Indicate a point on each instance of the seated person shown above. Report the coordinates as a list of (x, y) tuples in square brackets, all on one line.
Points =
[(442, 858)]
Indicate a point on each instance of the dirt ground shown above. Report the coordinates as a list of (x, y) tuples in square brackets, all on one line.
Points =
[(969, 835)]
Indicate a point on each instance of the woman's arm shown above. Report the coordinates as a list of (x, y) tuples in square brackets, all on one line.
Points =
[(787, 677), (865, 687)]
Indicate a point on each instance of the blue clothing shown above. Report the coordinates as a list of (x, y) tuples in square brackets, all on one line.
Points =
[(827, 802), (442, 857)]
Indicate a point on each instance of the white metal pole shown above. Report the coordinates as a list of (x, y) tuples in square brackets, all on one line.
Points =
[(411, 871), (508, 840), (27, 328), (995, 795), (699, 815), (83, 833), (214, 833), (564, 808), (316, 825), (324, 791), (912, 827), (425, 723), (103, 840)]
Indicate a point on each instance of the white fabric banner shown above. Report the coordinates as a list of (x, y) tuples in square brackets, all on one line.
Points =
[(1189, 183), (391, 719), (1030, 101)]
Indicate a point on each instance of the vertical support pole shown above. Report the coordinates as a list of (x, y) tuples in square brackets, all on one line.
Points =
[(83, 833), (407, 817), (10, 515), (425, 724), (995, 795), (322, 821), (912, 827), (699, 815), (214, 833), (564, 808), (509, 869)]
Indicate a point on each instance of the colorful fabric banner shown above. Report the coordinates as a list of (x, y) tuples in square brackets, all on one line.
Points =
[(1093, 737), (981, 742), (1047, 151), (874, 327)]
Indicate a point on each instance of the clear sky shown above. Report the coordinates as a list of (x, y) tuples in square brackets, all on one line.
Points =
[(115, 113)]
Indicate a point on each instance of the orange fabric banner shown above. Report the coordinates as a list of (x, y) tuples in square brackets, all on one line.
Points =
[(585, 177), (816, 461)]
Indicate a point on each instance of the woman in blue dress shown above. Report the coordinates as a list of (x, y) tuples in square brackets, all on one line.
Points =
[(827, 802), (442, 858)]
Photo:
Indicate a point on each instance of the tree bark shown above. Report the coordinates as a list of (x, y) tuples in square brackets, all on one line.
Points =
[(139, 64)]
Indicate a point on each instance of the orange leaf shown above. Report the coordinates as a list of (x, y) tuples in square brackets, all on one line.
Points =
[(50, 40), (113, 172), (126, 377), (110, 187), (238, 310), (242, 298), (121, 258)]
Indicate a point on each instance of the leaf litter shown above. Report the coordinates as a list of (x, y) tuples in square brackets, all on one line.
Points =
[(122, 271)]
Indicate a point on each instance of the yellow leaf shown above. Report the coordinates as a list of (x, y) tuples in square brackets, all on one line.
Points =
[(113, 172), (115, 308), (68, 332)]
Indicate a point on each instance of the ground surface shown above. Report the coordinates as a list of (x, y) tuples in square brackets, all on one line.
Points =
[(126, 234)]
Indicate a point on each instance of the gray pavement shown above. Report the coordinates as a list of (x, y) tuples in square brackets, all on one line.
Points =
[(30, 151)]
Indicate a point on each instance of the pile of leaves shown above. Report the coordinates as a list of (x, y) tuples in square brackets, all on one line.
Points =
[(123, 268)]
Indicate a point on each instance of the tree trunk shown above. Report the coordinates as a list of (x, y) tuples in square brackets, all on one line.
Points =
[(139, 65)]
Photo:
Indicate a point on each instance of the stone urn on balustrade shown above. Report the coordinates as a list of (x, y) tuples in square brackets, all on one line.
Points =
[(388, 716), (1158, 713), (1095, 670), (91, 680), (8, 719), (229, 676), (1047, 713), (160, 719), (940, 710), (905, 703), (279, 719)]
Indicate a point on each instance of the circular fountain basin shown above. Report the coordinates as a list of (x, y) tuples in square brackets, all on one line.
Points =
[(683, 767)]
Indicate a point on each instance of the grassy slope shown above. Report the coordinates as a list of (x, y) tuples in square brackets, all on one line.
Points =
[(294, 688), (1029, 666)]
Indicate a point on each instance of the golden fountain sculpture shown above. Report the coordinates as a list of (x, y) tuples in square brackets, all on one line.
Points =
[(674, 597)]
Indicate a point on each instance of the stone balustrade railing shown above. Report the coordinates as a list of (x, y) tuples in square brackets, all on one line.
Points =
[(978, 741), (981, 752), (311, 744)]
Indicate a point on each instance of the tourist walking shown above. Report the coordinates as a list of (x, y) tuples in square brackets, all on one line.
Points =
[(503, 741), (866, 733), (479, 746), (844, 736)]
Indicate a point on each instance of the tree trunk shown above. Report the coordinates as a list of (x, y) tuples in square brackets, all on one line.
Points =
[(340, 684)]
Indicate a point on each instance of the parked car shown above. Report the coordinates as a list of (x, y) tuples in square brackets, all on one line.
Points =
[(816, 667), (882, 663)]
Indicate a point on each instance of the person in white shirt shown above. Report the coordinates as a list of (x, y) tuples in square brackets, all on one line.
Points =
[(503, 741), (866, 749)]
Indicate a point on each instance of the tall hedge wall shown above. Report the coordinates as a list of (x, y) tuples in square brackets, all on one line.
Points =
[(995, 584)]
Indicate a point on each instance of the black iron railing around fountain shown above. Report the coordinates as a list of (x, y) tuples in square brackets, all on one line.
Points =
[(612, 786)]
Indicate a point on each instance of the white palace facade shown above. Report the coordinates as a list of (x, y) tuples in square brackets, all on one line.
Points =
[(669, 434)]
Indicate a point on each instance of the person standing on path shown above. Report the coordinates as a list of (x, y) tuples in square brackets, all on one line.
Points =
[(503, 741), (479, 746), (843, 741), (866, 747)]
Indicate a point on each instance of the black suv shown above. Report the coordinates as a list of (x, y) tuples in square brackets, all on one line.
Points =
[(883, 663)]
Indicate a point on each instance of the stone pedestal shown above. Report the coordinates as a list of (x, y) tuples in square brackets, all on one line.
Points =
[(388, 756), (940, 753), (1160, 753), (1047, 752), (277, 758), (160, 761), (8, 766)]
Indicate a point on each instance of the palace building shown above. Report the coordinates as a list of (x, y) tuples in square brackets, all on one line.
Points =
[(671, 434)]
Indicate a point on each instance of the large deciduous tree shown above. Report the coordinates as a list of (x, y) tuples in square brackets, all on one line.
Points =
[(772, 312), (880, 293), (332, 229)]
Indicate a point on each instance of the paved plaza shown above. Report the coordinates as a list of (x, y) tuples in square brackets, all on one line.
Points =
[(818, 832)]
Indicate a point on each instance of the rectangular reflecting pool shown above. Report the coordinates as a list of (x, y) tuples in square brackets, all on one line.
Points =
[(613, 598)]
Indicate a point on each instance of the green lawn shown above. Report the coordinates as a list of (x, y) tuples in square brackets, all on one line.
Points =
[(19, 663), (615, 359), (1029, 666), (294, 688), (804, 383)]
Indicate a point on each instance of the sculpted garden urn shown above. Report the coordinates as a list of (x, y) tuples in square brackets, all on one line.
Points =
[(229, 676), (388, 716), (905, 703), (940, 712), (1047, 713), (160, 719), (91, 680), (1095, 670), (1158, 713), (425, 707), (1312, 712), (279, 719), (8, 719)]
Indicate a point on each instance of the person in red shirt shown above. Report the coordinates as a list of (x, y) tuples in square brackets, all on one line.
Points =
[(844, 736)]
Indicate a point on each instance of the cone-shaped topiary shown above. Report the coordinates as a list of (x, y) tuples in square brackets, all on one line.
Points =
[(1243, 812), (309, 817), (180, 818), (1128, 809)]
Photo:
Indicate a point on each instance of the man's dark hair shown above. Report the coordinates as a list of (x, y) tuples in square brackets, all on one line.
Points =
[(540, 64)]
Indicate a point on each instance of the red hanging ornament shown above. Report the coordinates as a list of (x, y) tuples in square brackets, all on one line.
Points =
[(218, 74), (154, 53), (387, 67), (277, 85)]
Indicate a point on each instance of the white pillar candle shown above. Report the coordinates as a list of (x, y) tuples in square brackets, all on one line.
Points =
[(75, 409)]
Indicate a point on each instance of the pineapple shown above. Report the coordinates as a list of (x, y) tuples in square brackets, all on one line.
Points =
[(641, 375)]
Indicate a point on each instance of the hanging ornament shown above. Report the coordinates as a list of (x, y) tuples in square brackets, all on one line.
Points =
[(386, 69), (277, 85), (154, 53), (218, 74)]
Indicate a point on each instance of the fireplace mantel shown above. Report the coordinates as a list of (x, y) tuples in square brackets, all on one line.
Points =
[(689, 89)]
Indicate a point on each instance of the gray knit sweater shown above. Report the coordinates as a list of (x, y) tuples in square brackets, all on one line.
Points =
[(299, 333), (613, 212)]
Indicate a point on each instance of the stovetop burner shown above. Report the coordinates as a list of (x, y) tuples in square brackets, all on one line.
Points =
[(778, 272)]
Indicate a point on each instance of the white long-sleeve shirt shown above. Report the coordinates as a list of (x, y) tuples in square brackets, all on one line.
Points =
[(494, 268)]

========================

__About this exercise__
Counting only lines that contain the string "woman", how many are there in the data above? Give the number alone.

__Reply to the exercise__
2